Count the lines of the material below that contain the string "folding", matching case exactly, and give only that number.

Picture annotation entries
'''

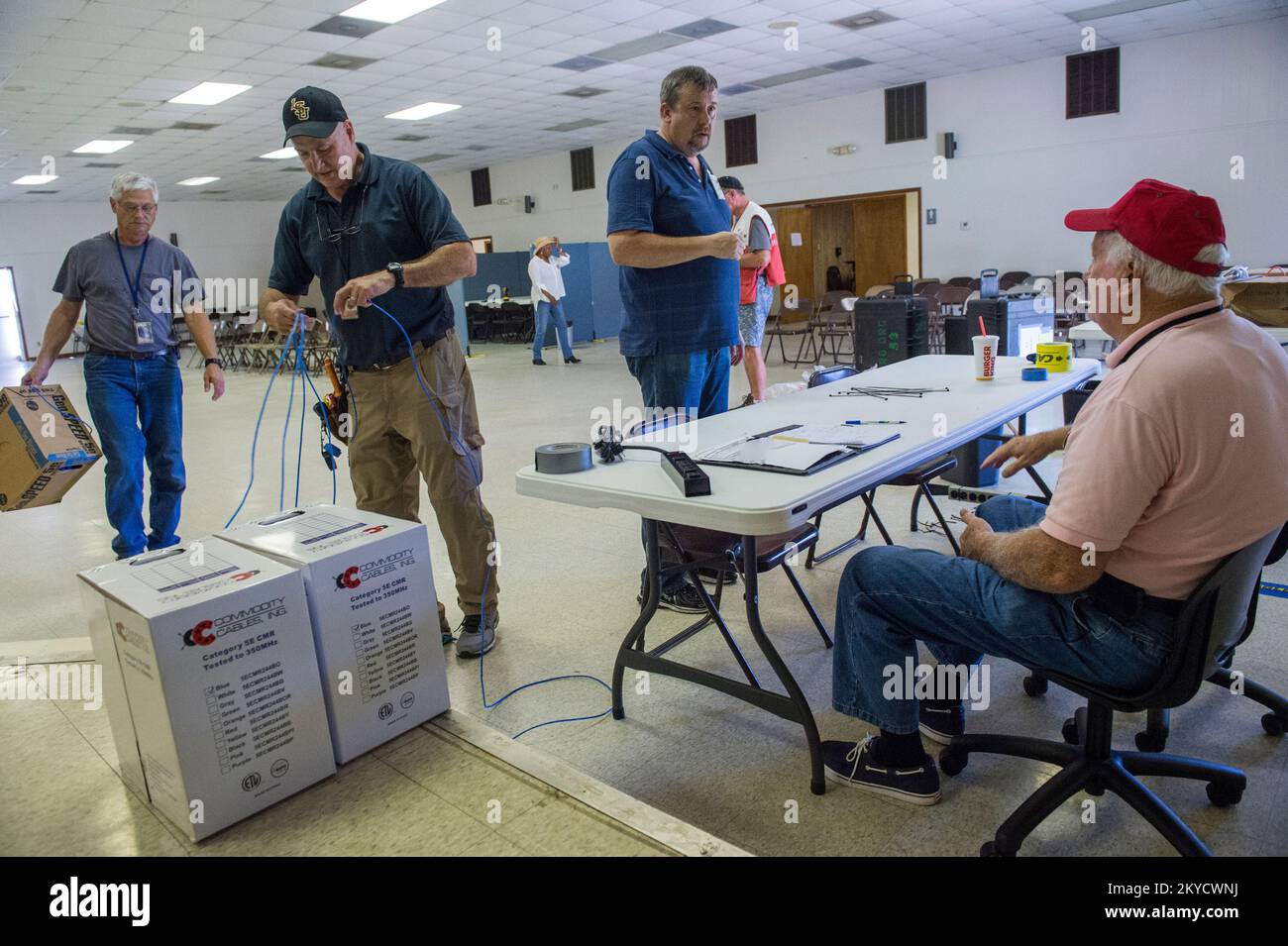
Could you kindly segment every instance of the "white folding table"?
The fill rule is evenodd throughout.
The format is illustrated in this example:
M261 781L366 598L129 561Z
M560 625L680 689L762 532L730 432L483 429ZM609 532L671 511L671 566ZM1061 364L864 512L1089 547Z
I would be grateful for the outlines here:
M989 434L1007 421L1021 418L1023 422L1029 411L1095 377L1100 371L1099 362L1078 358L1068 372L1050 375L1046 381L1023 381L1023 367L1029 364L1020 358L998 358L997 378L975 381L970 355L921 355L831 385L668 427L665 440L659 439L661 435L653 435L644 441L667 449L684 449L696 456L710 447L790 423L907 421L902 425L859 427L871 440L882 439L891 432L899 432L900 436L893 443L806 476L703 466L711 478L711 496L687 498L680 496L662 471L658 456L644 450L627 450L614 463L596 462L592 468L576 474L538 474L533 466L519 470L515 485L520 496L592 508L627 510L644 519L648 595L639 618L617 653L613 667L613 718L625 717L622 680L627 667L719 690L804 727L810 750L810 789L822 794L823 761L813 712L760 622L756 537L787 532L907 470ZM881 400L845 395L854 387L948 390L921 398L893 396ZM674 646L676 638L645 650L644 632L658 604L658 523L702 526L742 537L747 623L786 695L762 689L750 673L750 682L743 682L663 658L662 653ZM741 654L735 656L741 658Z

'''

→ Result below: 1